::: Dataset records :::

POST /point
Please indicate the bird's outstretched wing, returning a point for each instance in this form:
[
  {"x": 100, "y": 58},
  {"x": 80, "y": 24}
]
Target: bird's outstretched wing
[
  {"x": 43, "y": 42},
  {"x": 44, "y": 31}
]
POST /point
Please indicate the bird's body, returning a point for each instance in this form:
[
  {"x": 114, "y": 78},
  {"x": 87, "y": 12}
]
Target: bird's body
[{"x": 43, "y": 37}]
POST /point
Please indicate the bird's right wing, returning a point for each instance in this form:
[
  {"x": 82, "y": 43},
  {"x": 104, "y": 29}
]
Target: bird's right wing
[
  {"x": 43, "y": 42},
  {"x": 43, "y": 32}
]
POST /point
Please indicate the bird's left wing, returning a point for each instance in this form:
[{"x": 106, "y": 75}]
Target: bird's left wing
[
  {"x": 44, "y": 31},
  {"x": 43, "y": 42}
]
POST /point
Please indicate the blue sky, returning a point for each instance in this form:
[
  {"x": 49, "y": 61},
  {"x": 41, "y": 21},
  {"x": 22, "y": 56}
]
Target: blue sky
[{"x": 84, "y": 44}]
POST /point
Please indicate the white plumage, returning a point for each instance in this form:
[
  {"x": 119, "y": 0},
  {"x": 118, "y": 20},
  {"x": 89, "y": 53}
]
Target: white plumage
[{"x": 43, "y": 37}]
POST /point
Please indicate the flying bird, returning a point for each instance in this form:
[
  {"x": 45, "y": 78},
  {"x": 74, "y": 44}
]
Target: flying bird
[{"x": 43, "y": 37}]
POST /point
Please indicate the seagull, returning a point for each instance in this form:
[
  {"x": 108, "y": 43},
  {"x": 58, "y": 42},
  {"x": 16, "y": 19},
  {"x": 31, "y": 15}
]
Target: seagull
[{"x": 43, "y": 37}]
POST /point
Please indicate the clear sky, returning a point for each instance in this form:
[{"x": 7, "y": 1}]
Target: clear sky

:::

[Prompt] Send back all of the entries exactly, with nothing missing.

[Output]
POST /point
Please indicate the bird's outstretched wing, returning a point for each instance in this form:
[
  {"x": 100, "y": 58},
  {"x": 80, "y": 24}
]
Target: bird's outstretched wing
[
  {"x": 43, "y": 42},
  {"x": 44, "y": 31}
]
POST /point
Please indicate the bird's body, returning a point for each instance in this form:
[
  {"x": 114, "y": 78},
  {"x": 87, "y": 12}
]
Target: bird's body
[{"x": 43, "y": 37}]
POST /point
Please indicate the bird's right wing, returning a point for each instance in this form:
[
  {"x": 82, "y": 43},
  {"x": 104, "y": 29}
]
Target: bird's right wing
[
  {"x": 43, "y": 42},
  {"x": 43, "y": 32}
]
POST /point
Please indicate the bird's left wing, returning a point for each instance in this form:
[{"x": 106, "y": 75}]
Target: bird's left wing
[
  {"x": 44, "y": 31},
  {"x": 43, "y": 42}
]
POST /point
Please indicate the blue sky, returning a point for each instance in this form:
[
  {"x": 49, "y": 61},
  {"x": 41, "y": 21},
  {"x": 22, "y": 56}
]
Target: blue sky
[{"x": 84, "y": 44}]
POST /point
Please indicate the white plumage, returning a point for each instance in this form:
[
  {"x": 119, "y": 0},
  {"x": 118, "y": 20},
  {"x": 89, "y": 53}
]
Target: white plumage
[{"x": 43, "y": 37}]
POST /point
Please indicate the flying bird, returning a point for each instance in this form:
[
  {"x": 45, "y": 78},
  {"x": 74, "y": 44}
]
Target: flying bird
[{"x": 43, "y": 37}]
POST /point
Please indicate the seagull, returning a point for each instance in this form:
[
  {"x": 108, "y": 43},
  {"x": 58, "y": 42},
  {"x": 16, "y": 19},
  {"x": 31, "y": 15}
]
Target: seagull
[{"x": 43, "y": 37}]
POST /point
Please indicate the clear sky, returning a point for each instance in this form:
[{"x": 7, "y": 1}]
Target: clear sky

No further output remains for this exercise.